■ Your task: Leaving out all pictures, retype the records exactly.

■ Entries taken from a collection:
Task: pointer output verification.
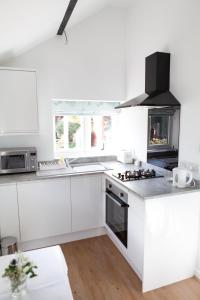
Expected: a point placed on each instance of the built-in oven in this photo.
(117, 211)
(18, 160)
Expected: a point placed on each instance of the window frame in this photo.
(85, 151)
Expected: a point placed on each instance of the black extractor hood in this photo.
(157, 78)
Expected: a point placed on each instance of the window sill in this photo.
(87, 155)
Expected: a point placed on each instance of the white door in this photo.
(87, 202)
(135, 247)
(44, 208)
(9, 221)
(18, 102)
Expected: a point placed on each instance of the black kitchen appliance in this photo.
(132, 175)
(157, 82)
(117, 211)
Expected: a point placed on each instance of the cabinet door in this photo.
(135, 248)
(9, 221)
(18, 102)
(87, 202)
(44, 208)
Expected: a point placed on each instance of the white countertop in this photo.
(146, 189)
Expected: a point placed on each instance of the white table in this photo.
(52, 282)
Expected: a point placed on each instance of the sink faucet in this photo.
(68, 161)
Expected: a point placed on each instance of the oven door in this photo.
(13, 162)
(117, 216)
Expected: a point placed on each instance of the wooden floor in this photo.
(97, 271)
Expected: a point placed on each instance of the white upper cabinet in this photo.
(87, 202)
(18, 102)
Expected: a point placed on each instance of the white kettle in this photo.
(182, 177)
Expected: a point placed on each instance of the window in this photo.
(89, 131)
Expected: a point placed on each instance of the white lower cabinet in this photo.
(9, 220)
(87, 202)
(44, 208)
(135, 248)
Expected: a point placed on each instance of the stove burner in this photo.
(130, 175)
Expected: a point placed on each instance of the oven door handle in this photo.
(117, 200)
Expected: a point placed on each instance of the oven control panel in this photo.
(110, 187)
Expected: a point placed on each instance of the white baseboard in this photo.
(61, 239)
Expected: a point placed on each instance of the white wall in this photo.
(133, 128)
(171, 26)
(91, 66)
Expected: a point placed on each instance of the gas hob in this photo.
(131, 175)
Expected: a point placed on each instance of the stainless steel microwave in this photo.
(18, 160)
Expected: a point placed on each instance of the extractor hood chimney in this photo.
(157, 77)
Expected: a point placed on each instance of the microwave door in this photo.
(14, 162)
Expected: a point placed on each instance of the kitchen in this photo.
(64, 74)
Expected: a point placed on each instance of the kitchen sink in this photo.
(88, 168)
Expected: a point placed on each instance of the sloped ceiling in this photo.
(26, 23)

■ Result:
Task: pointer output verification.
Expected: a point placed on each instance of the built-in oven in this photo.
(117, 211)
(18, 160)
Expected: a point placed on each instance of the window frame in this photo.
(85, 151)
Expected: a point placed on each instance of the black extractor hood in this photo.
(157, 78)
Expected: a point placed on each instance of the window sill in this photo.
(87, 155)
Expected: a point placed on each instance of the white door in this photo.
(87, 202)
(135, 247)
(44, 208)
(9, 221)
(18, 102)
Expected: a point placed on each instance of the black kitchen appliance in this photo.
(132, 175)
(157, 82)
(117, 211)
Expected: a point placed on each instance of the cabinet door in this photo.
(135, 248)
(9, 221)
(18, 102)
(87, 202)
(44, 208)
Expected: a point placed on each instance of the white countertop in this photo.
(146, 189)
Expected: a point placed on each instance of the white table in this photo.
(52, 282)
Expected: a point placed on each instance of the sink faucet in this photo.
(68, 161)
Expected: a point placed on each instance of the oven door in this photo.
(13, 162)
(117, 216)
Expected: a point placed on each instance of the wooden floor in this photo.
(97, 271)
Expected: a point placed on each instance of the white upper cabinet in this photo.
(87, 202)
(18, 102)
Expected: a point placed on each instance of the white kettle in this photo.
(182, 177)
Expected: a point placed on each instance of the window in this photo.
(89, 131)
Expected: a point placed on each instance of the white lower cabinet in this photo.
(9, 220)
(87, 202)
(44, 208)
(135, 248)
Expected: a point placed on each instance of the stove burner in this photo.
(130, 175)
Expected: a point placed on each instance of the oven door handle in this photo.
(117, 200)
Expected: a point placed on each instance of the oven control panel in this photo.
(110, 187)
Expected: a point placed on each instance of the white baseboard in this photo.
(61, 239)
Expected: a point placed on each instance of the white wall in this photo.
(133, 128)
(171, 26)
(91, 66)
Expected: a point placed on each instance of the gas hob in this photo.
(131, 175)
Expected: a point placed on each instance of the stainless steel microwave in this photo.
(18, 160)
Expected: a point placed on each instance of the extractor hood chimney in this photo.
(157, 77)
Expected: a point placed on each instance of the microwave door in this photo.
(14, 162)
Expected: a point placed on each instance of the kitchen in this photo.
(64, 74)
Expected: a point placed on each instance of the kitchen sink in this photo.
(88, 168)
Expected: a point placed on each instance of the sloped ceiling in this photo.
(26, 23)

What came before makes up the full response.